--- BEGIN Selected extract ---

Further, to the extent there is any ambiguity regarding the scope of the notice and cure provision, it must be construed against Chase, the drafter of the contract. See Cal. Civ. Code § 1654 ("In cases of uncertainty not removed by the preceding rules, the language of a contract should be interpreted most strongly against the party who caused the uncertainty to exist."). To deprive Plaintiffs of recourse to their statutory rights based on an ambiguous contractual provision would also frustrate the consumer protection purposes of those statutes.

Accordingly, Plaintiffs' failure to comply with the notice and cure provisions does not foreclose their claims.

C. HOLA Preemption

Plaintiffs' UCL claim is premised on the allegation that Chase's failure to pay interest on Plaintiffs' mortgage escrow accounts violates California Civil Code § 2954.8 and 15 U.S.C. § 1639d(g), a provision of the Dodd-Frank Wall Street Reform and Consumer Protection Act ("Dodd-Frank") governing the administration of mandatory escrow accounts. Under the Ninth Circuit's Lusnak ruling, however, Plaintiffs cannot rely on 15 U.S.C. § 1639d(g), because their mortgages all predate the enactment of § 1639d(g). See Lusnak, 883 F.3d at 1197 ("Congress intended the detailed requirements in section 1639d to apply to accounts established pursuant to that section after it took effect in 2013."). Plaintiffs must therefore rest their UCL claims upon § 2954.8.

--- END Selected extract ---

• Problem statement
Please continue the court ruling on mortgage escrow interest from where it stops.

--- BEGIN Data lines ---

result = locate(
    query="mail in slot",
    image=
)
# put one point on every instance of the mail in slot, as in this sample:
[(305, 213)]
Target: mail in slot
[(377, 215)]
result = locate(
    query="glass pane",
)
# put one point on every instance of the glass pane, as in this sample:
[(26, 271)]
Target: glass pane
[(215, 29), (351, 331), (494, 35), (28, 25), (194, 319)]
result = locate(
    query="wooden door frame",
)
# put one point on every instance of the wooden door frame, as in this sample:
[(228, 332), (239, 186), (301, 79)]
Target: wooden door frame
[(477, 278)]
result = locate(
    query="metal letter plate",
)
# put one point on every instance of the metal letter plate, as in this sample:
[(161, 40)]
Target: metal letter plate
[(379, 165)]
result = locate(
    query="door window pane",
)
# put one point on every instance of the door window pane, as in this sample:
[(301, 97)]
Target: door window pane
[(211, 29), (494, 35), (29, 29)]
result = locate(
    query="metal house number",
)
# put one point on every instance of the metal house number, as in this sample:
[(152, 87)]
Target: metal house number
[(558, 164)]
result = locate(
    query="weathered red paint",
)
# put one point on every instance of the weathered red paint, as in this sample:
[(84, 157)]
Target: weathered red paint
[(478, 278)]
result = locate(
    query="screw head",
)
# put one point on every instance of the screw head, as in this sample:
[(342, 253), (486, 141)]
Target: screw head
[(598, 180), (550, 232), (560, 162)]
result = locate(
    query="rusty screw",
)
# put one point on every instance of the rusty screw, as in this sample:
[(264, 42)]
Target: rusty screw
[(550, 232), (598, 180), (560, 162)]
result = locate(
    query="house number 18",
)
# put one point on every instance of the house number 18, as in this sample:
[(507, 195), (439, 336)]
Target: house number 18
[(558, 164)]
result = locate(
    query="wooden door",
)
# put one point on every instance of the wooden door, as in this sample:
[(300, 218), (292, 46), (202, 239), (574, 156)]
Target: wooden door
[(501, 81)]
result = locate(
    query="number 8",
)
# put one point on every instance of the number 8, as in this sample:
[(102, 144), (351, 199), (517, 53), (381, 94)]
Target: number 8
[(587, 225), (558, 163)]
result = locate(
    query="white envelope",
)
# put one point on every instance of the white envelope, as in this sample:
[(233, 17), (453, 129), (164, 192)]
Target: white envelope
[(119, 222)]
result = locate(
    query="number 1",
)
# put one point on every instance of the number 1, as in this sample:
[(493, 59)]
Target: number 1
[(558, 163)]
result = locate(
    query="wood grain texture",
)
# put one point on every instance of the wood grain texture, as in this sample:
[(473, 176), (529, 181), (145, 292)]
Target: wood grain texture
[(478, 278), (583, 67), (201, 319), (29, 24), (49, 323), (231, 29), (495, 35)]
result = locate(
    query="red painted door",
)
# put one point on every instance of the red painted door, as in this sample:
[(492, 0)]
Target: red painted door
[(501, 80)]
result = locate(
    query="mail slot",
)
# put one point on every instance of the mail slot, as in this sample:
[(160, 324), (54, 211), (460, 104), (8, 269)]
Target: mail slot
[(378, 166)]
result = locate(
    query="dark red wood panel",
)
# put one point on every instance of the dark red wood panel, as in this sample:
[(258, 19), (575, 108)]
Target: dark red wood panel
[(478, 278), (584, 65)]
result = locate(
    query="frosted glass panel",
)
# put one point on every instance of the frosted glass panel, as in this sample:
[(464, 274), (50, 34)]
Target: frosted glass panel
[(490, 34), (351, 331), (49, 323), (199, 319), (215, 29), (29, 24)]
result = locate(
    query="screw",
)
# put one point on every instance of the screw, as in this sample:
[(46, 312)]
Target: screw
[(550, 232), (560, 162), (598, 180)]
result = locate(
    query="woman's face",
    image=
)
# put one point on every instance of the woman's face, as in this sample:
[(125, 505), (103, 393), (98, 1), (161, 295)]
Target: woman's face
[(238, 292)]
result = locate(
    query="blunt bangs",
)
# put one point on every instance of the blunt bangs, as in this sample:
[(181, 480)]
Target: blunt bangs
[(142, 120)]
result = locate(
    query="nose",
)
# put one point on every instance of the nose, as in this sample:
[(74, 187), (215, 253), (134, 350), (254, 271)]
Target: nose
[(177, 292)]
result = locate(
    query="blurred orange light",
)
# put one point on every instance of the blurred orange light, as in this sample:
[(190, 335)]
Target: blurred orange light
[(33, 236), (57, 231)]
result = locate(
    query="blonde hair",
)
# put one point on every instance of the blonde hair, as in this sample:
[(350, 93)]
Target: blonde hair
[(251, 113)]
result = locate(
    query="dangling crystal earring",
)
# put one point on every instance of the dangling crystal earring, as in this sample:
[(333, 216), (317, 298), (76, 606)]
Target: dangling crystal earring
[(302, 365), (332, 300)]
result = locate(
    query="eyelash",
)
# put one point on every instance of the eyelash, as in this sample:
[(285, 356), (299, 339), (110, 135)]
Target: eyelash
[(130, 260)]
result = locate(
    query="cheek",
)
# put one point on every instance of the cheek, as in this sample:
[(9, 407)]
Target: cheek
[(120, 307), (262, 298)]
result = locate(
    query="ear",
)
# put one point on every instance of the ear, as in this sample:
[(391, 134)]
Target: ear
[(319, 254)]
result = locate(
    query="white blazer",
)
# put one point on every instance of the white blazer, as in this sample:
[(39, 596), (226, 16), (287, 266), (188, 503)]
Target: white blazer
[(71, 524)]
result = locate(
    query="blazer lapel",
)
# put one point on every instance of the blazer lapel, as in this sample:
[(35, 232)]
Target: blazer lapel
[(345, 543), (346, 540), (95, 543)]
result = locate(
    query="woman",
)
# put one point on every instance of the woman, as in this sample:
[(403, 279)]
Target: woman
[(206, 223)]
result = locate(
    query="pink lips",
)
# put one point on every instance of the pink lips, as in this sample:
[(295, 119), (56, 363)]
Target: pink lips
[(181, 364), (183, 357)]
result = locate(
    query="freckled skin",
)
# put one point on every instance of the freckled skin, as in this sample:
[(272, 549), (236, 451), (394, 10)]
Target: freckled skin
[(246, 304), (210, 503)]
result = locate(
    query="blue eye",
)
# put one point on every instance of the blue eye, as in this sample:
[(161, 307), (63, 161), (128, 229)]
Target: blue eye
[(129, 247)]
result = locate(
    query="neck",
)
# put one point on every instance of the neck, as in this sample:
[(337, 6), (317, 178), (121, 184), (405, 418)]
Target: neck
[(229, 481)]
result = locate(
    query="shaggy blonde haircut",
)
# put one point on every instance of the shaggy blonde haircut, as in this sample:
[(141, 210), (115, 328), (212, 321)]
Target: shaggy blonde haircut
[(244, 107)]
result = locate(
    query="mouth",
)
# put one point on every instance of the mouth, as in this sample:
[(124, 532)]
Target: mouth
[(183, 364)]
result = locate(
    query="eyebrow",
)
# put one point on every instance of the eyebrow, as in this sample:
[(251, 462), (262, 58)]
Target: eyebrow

--- END Data lines ---

• Output
Section 2954.8(a) "requires financial institutions [making mortgage loans] to pay borrowers at least two percent annual interest on the funds held in the borrowers' escrow accounts." Lusnak, 883 F.3d at 1188. The Ninth Circuit recently ruled that national banks are "required to follow" § 2954.8(a) because the National Banking Act ("NBA") does not preempt state escrow interest laws. Id. at 1196-97. Chase, however, contends that § 2954.8(a) is preempted by the Home Owners' Loan Act ("HOLA") because the loan was originated by WaMu, a federal savings bank governed by HOLA, not the NBA. See Mot. at 6.

"HOLA empowered the regulatory body, which became the [Office of Thrift Supervision ("OTS")], to authorize the creation of federal savings and loan associations, to regulate them, and, by its regulations, to preempt conflicting state law." Campidoglio LLC v. Wells Fargo & Co., 870 F.3d 963, 971 (9th Cir. 2017). By their terms, the regulations promulgated by OTS "occup[y] the entire field of lending regulation for federal savings associations," 12 C.F.R. § 560.2(a), and preempt "state laws purporting to impose requirements regarding ... [e]scrow accounts," 12 C.F.R. § 560.2(b)(6). Chase argues that Plaintiffs' loans fall within the coverage of HOLA because they originated with WaMu, a federal savings bank. See Mot. at 6. Therefore, Chase reasons, California's escrow interest law is preempted by 12 C.F.R. § 560 with respect to Plaintiffs' loans, and Chase does not have to pay Plaintiffs the escrow interest mandated by § 2954.8(a). Plaintiffs disagree, arguing that their complaint pertains only to Chase's non-payment of escrow interest after it acquired WaMu's assets, and "HOLA preemption does not apply to conduct of a national bank that acquires a loan originated by a federal savings bank." Opp. at 7-8.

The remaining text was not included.